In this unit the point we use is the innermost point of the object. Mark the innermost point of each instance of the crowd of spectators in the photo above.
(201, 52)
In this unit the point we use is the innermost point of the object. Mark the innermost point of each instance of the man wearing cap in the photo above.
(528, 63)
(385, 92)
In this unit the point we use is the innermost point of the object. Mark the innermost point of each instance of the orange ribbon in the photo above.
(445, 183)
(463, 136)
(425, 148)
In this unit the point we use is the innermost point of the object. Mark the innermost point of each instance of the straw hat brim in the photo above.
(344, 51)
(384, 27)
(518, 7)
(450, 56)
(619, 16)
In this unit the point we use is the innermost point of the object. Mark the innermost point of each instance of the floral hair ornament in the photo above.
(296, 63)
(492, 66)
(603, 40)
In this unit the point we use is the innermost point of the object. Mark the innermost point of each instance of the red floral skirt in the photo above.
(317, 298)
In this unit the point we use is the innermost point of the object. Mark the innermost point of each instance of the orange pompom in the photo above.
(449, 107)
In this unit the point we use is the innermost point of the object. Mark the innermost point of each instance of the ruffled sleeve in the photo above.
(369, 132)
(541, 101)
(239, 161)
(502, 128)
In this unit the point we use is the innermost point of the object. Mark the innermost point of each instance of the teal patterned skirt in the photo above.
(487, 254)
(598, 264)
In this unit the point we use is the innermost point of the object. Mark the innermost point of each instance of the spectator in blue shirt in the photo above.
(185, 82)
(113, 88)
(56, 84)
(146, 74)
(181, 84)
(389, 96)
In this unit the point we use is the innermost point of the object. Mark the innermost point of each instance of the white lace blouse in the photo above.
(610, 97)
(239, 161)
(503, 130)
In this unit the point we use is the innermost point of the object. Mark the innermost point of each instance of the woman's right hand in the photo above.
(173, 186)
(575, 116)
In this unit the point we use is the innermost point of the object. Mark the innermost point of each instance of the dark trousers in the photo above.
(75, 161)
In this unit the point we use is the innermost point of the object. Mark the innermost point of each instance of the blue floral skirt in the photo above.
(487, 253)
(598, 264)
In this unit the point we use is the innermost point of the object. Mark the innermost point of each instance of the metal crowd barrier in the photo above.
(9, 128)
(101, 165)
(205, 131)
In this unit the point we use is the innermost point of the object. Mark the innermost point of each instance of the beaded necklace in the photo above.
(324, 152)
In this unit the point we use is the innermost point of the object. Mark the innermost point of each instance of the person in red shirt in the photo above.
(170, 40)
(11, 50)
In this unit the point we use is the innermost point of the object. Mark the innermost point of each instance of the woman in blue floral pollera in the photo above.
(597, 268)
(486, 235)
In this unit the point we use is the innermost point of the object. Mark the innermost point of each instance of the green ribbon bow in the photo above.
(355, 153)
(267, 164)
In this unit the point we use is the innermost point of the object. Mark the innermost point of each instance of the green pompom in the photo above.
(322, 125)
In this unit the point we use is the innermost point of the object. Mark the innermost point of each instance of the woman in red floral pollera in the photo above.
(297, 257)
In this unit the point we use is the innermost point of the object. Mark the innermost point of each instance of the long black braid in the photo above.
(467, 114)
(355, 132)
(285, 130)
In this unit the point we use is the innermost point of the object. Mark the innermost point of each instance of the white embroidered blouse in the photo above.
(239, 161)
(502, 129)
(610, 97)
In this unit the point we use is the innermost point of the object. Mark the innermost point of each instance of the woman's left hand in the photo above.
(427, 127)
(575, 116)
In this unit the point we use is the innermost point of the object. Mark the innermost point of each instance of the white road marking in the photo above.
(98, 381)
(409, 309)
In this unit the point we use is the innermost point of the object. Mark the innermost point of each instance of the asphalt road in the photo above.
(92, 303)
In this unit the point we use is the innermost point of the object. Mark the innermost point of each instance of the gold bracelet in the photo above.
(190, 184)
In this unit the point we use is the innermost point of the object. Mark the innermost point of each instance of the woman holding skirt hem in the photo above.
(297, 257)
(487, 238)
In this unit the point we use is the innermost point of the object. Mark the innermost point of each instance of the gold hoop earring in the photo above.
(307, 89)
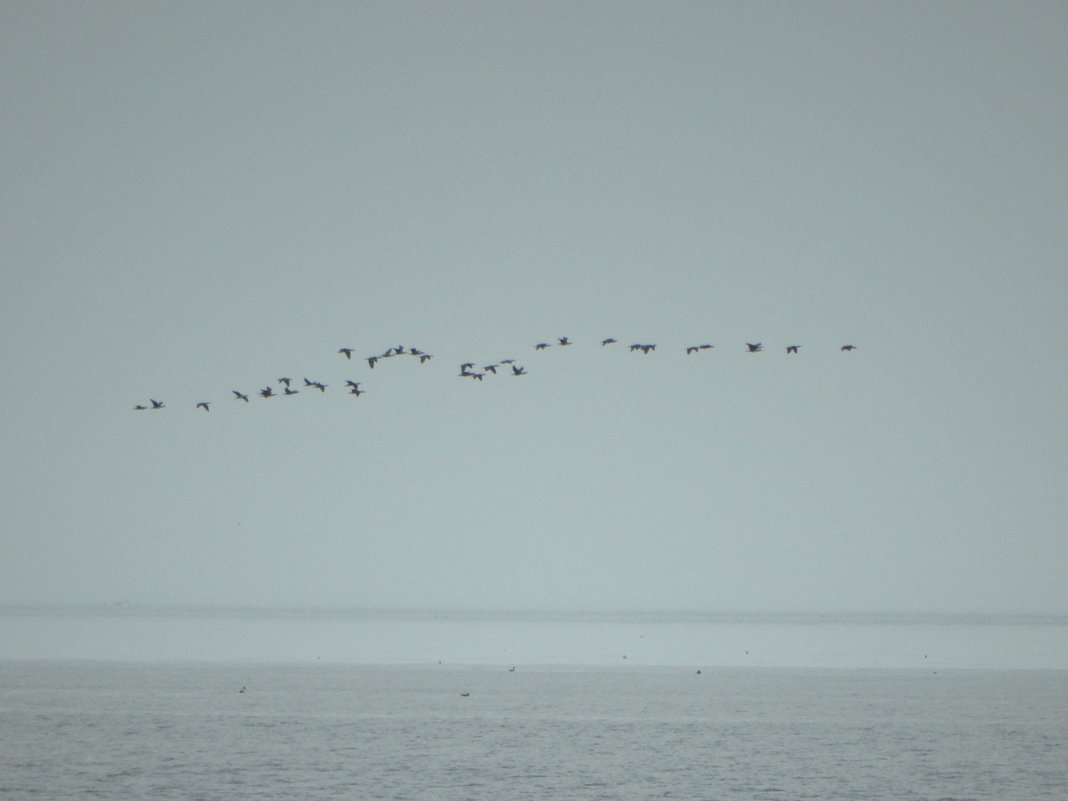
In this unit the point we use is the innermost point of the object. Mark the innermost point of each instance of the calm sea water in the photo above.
(137, 726)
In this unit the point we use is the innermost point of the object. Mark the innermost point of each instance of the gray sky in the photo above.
(207, 197)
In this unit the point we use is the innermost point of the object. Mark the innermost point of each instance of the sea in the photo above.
(141, 704)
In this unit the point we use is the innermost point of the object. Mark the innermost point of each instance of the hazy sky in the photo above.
(207, 197)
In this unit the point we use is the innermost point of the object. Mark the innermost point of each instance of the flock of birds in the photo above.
(283, 387)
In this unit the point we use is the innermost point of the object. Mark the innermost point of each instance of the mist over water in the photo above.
(352, 637)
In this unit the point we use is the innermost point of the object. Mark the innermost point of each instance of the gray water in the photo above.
(73, 727)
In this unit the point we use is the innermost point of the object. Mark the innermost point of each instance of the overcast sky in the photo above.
(200, 198)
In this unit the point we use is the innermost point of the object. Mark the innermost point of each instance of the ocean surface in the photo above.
(123, 704)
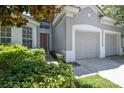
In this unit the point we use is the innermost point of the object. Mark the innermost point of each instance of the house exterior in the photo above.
(85, 32)
(77, 32)
(32, 35)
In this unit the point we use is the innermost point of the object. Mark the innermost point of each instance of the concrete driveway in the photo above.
(111, 68)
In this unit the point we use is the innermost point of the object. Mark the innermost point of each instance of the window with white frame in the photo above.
(5, 35)
(27, 36)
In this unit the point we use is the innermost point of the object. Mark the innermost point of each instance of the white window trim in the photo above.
(6, 36)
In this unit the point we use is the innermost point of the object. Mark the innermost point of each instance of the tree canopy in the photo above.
(12, 15)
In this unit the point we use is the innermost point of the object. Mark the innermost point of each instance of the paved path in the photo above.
(111, 68)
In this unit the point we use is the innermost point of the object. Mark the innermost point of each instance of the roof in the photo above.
(31, 20)
(94, 7)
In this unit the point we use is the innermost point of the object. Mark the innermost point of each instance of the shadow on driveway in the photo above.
(95, 65)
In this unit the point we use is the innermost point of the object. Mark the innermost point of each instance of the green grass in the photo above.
(94, 81)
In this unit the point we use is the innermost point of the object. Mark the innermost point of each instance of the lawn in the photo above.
(95, 81)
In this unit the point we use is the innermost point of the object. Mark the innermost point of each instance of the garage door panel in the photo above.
(87, 45)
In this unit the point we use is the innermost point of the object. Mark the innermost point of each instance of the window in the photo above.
(5, 35)
(27, 36)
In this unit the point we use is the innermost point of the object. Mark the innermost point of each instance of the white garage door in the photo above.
(86, 44)
(110, 44)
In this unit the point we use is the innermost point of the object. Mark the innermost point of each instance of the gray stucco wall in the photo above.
(48, 31)
(82, 18)
(59, 36)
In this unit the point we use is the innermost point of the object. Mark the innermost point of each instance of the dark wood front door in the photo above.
(44, 41)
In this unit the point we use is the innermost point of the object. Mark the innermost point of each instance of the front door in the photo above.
(44, 41)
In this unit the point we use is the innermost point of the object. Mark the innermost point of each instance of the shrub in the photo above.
(28, 69)
(57, 56)
(11, 54)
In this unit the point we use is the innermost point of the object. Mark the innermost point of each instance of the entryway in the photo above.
(44, 41)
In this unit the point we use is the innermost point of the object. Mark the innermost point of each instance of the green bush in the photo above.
(37, 75)
(28, 69)
(16, 53)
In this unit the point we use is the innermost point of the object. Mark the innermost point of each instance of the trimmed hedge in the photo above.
(37, 75)
(16, 53)
(31, 71)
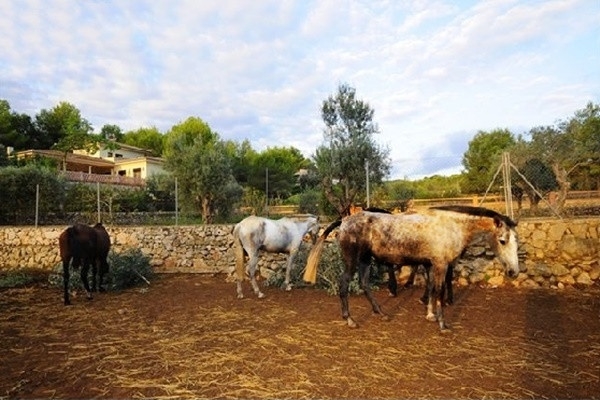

○ ○ ○ ○ ○ ○ ○

• **What the task asks**: The reply is to be all the records above, transcribed exactly, with no pictures.

• **Exercise response**:
In this unit the point we use is the innermost point of the object. Mark the innermost point of each instance of the crowd of spectators in the photo above.
(201, 52)
In this unit the point we use is the innermost point of the object. Mark the innermost point of each instance of the man wearing cap in the photo above.
(528, 63)
(385, 92)
In this unit the point we use is the innermost point of the object. Mark the innermost point of each instance of the orange ribbon in the photo above.
(445, 183)
(463, 136)
(425, 148)
In this unit the point we use is the innermost point of the object. Mark the innermost point of each instance of the straw hat brim in the photo above.
(344, 51)
(384, 27)
(518, 7)
(450, 56)
(619, 16)
In this unit the point we use is the innermost point of the object. Mark the innermost point of each instance of the floral hair ornament in the photo above.
(296, 63)
(492, 66)
(603, 40)
In this unit the point we use is the innermost point of the object. Mark the innermost point of each instance of the red floral skirt in the photo above.
(317, 298)
In this unit the point we use is the innermost point of the object. Mark the innermost point of each instance of the orange pompom in the photo above.
(449, 107)
In this unit the point we use is the innermost point of the object. Mark the innermost point of each instance of the ruffled sleeve in the photo above.
(369, 132)
(541, 101)
(239, 161)
(502, 128)
In this unit the point we use is the innermost point of the object. Mark the innermost point of each instance of the teal patterned skirt in the photo above.
(487, 254)
(598, 264)
In this unit the point we use is the innermost point of the object. Mark the innermost point of each instance of the spectator in blue shirt in the photo above.
(185, 82)
(113, 88)
(56, 84)
(146, 74)
(181, 84)
(389, 96)
In this unit the point we use is the innermost point of the object. Mark the innermost point of each instance of the white lace blouse in the photo above.
(610, 97)
(239, 161)
(503, 130)
In this unit the point we use is the innermost point of the object. Mark the innermost point of each instance of the woman's right hand in the photo above.
(173, 186)
(575, 116)
In this unit the point we use is the innermost point of the object. Mark the innermost point of each instance of the dark trousers in the photo above.
(75, 161)
In this unit the point we use is the innermost point of the object. Mark the innermost point of each instance of the blue floral skirt in the photo above.
(487, 253)
(598, 264)
In this unit the point we use is the innermost point of the object. Mark the innermost point of each instance of the metal crowd barrier in the photo above.
(9, 128)
(101, 165)
(205, 131)
In this unit the point we use is the innermost point of the object. Mark the innermost point of each instance of the beaded necklace in the photo above.
(324, 152)
In this unit the point we use is the innermost point of the object. Mark the innermost point of each instance of the person in red shirt in the photo above.
(170, 40)
(11, 50)
In this unit the point we use is the innermost point of the object. Mark the innermost point of each instance of the woman in blue floral pollera in the photo above.
(597, 268)
(486, 235)
In this unit the point we use is the innermost point of the object. Mark the innermost point of each instance of the green ribbon bow in the photo above.
(355, 153)
(267, 164)
In this unit the point we use is the innermost point of the object. Mark the innermost point of each instance of the green pompom in the photo above.
(322, 125)
In this unit the point we use is the innermost point of the object. Mark the innermost point of each instance of the woman in red floral pollera in the photo above.
(297, 257)
In this unit the point we use is the innermost point of the object. Mark the innermost point of each instance of the long black braid in the photo above.
(467, 114)
(355, 132)
(285, 130)
In this unit the point we use is the innermost point of the object. Mark the innermost point of each instance of the white embroidered blouse in the photo above.
(239, 161)
(502, 129)
(610, 97)
In this unit the point we use is the innermost point of the object. Mark the innermost point of each instance of the woman's left hand in the photo above.
(427, 127)
(575, 116)
In this unit the point we use is the innermost point of the object. Mark the innermost point of each instance of the white road marking in the photo above.
(98, 381)
(409, 309)
In this unit the point we use is the innermost point of the object. Mark the innermost point of each instance of the asphalt road in the photo above.
(92, 303)
In this unit the point we use is the innermost point of the object. Mark the innermost point of each instance of the gold bracelet in the photo above.
(190, 184)
In this unit the point we use is the innermost point of the object. Mark the innermost point of each instance of the woman holding skirt hem in the photo above.
(297, 257)
(487, 238)
In this unit the point we use is the innermost point of the object. Mark the innermost point of each instance of the gold hoop earring in the photo above.
(307, 89)
In this unit the point we use is the innermost point of the object. Mark the innermost point of each instance of the calm sea water in the photo above.
(137, 726)
In this unit the point we use is the innermost point of the object. Mark the innermost point of each instance of the gray sky in the photo above.
(207, 197)
In this unit the point we use is the innermost point of the object. Mark the innermost point of each instance of the sea in the photo above.
(141, 704)
In this unit the point we use is the innermost point of the object. Mark the innermost point of each instance of the hazy sky in the photo above.
(207, 197)
In this unit the point we use is the innermost point of the object. Mark the innermost point of each instance of the flock of birds in the photo above.
(283, 387)
In this unit the point we use is the innermost point of the object. Mark the innermost point of each instance of the mist over water in the photo above.
(352, 637)
In this unit the point we use is the innermost point of the object. Mark the innermost point of each instance of the gray water in the photo above.
(73, 727)
In this unit the point we use is the innermost point of the object. Mark the innermost point of each instance of the overcast sky in the photo above.
(200, 198)
In this unit the point we use is the innermost point of the object. Mark the innermost point of each instance of the ocean surface in the photo above.
(123, 704)
In this unit the point we use is the innermost point of the object. Mark the innermost point of each instance of the house exterior in the photo above.
(85, 32)
(77, 32)
(32, 35)
In this unit the point we use is the innermost point of the object. Mark the innermost point of each instance of the concrete driveway in the photo above.
(111, 68)
In this unit the point we use is the innermost point of the object. Mark the innermost point of each instance of the window with white frame in the photo above.
(5, 35)
(27, 36)
In this unit the point we use is the innermost point of the object. Mark the innermost point of each instance of the white window trim in the photo above.
(6, 36)
In this unit the point we use is the innermost point of the object. Mark the innermost point of each instance of the tree canopy in the photo above.
(12, 15)
In this unit the point we use is the innermost point of the object. Mark the innermost point of each instance of the paved path in the photo above.
(111, 68)
In this unit the point we use is the innermost point of the object. Mark the innermost point of each instance of the roof in the photo above.
(31, 20)
(94, 7)
In this unit the point we use is the innermost point of the object. Mark the innermost point of each instance of the shadow on driveway in the photo above.
(95, 65)
In this unit the point we use is the innermost point of the object. Mark the innermost point of each instance of the green grass in the photo above.
(94, 81)
In this unit the point we use is the innermost point of the object. Mark the innermost point of each instance of the lawn in the photo above.
(95, 81)
In this unit the point we use is the innermost point of the object. Mark the innermost point of each instance of the garage door panel in the photo above.
(87, 45)
In this unit the point we use is the innermost point of the object. Mark the innermost point of each instance of the window in the photo above.
(5, 35)
(27, 36)
In this unit the point we use is the innermost point of the object. Mark the innermost point of each instance of the white garage door in the photo above.
(86, 44)
(110, 44)
In this unit the point we use is the innermost point of the object. Mark the innermost point of each instance of the gray stucco wall in the photo above.
(48, 31)
(82, 18)
(59, 36)
In this unit the point we use is the innermost point of the object. Mark the innermost point of each instance of the dark wood front door in the photo above.
(44, 41)
In this unit the point we use is the innermost point of the object. Mark the innermost point of each instance of the front door in the photo above.
(44, 41)
In this unit the point we use is the innermost point of the object. Mark the innermost point of each instance of the shrub in the photo above.
(28, 69)
(57, 56)
(11, 54)
In this unit the point we use is the innermost point of the object. Mark the innermost point of each instance of the entryway in the photo above.
(44, 41)
In this unit the point we use is the innermost point of the object. Mark the innermost point of each instance of the green bush in the photo above.
(37, 75)
(28, 69)
(16, 53)
In this unit the point we use is the innermost point of the object. Mark the innermost point of each instance of the trimmed hedge in the photo above.
(37, 75)
(16, 53)
(31, 71)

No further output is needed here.